Text for analysis:
The Gleaner, Jamaica, Sunday, April 26, 2020 – Two members of the Opposition, People’s National Party (PNP), have put forward recommendations to strengthen the educational system’s response to COVID-19, with both commenting that the current school at home approach, which relies on the internet, is exacerbating the inequities in the educational system.
Opposition Spokesman on Education, Peter Bunting, is calling for a task force, established under the National Education Council, to assess the current situation and plan for the long-term effects of COVID-19.
In a release yesterday, he said the team should be tasked with designing infrastructure to proof the educational system against future pandemics and similar disruptions. He added that the design should include media literacy for students and a mechanism to accelerate the adoption of technology in schools, and train teachers to effectively deliver instructions online.
“The proposed Task Force must seriously consider how to reconfigure the next academic year to help students catch up and mitigate the long-term impact emanating from the COVID-19 lockdown,” Bunting said.

What to work on:
• a. Translate this sentence from the Gleaner report on education and COVID-19 into Spanish: "Opposition Spokesman on Education, Peter Bunting, is calling for a task force, established under the National Education Council, to assess the current situation and plan for the long-term effects of COVID-19."
• b. According to the Gleaner report on education and COVID-19, what do both PNP members say the current school-at-home approach is exacerbating?
• c. Extend the Gleaner report on education and COVID-19 past its final sentence.
The material below comes from a different source.

Data records:

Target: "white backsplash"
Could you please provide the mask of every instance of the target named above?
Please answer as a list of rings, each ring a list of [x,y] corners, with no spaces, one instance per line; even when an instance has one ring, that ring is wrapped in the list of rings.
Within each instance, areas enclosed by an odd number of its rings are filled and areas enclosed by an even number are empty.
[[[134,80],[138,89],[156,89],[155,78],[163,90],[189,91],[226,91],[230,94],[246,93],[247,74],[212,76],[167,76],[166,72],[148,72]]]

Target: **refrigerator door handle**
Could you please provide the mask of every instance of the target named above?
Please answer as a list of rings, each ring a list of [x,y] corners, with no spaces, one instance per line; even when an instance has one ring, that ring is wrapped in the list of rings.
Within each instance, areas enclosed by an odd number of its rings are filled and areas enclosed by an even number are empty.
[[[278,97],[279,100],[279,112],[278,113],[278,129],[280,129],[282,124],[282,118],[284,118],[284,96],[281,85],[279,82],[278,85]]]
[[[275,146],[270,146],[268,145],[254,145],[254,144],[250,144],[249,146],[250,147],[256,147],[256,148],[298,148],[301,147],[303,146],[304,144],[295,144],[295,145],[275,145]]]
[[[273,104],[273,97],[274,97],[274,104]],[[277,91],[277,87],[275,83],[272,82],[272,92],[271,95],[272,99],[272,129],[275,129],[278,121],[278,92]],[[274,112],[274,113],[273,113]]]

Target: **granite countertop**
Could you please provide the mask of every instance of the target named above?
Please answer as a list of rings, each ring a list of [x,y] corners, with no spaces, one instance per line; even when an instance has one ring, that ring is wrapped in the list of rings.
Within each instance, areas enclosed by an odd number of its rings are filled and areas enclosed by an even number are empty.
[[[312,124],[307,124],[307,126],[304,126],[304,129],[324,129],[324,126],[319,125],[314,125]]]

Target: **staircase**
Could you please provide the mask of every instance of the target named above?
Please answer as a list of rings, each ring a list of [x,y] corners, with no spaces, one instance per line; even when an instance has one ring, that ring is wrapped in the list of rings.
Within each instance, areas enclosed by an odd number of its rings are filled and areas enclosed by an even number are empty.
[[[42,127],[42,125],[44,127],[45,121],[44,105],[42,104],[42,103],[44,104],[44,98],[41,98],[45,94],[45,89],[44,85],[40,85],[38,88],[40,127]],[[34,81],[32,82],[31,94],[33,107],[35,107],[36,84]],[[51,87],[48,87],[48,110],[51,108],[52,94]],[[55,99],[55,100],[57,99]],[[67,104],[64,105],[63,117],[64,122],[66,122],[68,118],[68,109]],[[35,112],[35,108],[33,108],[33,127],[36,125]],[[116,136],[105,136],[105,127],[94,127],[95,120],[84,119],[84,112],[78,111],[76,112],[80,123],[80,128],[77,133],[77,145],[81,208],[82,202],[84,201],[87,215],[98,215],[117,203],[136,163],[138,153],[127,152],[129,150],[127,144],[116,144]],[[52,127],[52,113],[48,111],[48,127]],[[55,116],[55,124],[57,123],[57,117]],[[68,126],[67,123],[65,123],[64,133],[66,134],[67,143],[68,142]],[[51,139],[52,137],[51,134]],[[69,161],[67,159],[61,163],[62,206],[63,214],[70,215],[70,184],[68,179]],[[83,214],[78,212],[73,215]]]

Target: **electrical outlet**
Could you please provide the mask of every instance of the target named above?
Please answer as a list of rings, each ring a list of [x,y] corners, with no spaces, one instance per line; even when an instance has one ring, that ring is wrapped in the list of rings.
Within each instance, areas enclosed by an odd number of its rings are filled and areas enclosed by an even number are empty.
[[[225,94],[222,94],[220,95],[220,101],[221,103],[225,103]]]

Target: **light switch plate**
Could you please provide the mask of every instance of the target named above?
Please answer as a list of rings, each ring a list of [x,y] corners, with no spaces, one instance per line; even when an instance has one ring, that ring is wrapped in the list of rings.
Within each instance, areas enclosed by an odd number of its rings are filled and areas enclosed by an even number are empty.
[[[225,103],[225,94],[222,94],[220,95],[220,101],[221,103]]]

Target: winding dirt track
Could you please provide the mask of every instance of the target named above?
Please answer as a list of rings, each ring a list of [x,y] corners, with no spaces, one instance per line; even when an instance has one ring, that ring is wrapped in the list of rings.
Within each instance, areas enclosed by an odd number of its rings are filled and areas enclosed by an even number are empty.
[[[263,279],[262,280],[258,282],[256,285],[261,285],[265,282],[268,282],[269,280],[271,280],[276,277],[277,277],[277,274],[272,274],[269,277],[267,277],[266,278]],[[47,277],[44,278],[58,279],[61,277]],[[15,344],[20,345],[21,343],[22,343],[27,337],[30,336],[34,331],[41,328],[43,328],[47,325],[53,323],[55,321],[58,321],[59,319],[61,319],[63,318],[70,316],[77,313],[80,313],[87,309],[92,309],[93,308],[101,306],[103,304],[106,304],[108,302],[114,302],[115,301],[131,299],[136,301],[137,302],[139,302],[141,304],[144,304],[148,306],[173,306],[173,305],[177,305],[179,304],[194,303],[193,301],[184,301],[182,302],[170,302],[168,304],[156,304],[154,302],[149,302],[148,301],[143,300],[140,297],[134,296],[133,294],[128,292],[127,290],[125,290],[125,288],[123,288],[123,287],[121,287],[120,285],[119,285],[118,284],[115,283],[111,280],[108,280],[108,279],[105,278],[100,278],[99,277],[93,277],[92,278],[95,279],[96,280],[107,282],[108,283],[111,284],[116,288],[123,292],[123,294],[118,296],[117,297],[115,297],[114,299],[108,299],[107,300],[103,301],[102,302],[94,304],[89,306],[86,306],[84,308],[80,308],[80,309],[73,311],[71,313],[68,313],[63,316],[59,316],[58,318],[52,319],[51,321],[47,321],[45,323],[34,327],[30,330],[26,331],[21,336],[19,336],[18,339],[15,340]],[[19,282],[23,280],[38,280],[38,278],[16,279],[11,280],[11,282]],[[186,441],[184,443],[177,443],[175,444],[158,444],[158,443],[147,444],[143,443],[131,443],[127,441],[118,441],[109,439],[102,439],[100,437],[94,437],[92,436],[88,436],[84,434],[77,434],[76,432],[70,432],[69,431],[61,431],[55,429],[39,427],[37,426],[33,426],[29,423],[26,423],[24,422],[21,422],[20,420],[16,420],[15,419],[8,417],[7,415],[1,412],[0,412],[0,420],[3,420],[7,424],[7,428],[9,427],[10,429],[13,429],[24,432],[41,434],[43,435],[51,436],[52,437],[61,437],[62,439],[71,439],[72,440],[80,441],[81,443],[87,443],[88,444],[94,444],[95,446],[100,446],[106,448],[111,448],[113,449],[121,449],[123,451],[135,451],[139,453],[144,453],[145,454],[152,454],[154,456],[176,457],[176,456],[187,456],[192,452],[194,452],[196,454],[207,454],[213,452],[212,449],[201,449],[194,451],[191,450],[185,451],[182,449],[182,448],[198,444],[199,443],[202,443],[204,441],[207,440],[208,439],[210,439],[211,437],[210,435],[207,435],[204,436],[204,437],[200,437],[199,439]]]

Task-by-task outputs:
• a. El portavoz de la oposición en materia de educación, Peter Bunting, pide un grupo de trabajo, establecido en el marco del Consejo Nacional de Educación, para evaluar la situación actual y planificar los efectos a largo plazo de la COVID-19.

• b. The inequities in the educational system.

• c.
He pointed out that the current mode of delivery of education is being hampered by unequal access to reliable internet and internet devices, highlighting that only 55 per cent of households in Jamaica have internet and that data packages were costly. In addition, he said devices, such as tablets are currently unavailable to many schools, as several will not be delivered until June, based on the government’s contract with its supplier.
His fellow PNP member, Senator Damion Crawford, similarly noted problems with internet provision and cost, as blockades to many students’ access.
“There are areas that don’t pick up the internet well, and for some households, the cost of the internet surpasses what they get for their salaries,” he said in a separate release.
“When I did the research into Zoom, an hour to access and use the platform for lessons uses 1 GB of data. If you’re going to do three hours of lessons, that’s 3 GB of data and it costs approximately $2,000 prepaid. That’s just one day. To facilitate a Zoom lesson on your phone for $2,000 per day, that’s $10 000 per week. How many people can afford that?” he questioned.
The opposition senator is recommending resuming schools in summer if the COVID-19 spread dissipates, and establishing a better collaboration with telecommunications companies to ensure students can access learning platforms free of cost.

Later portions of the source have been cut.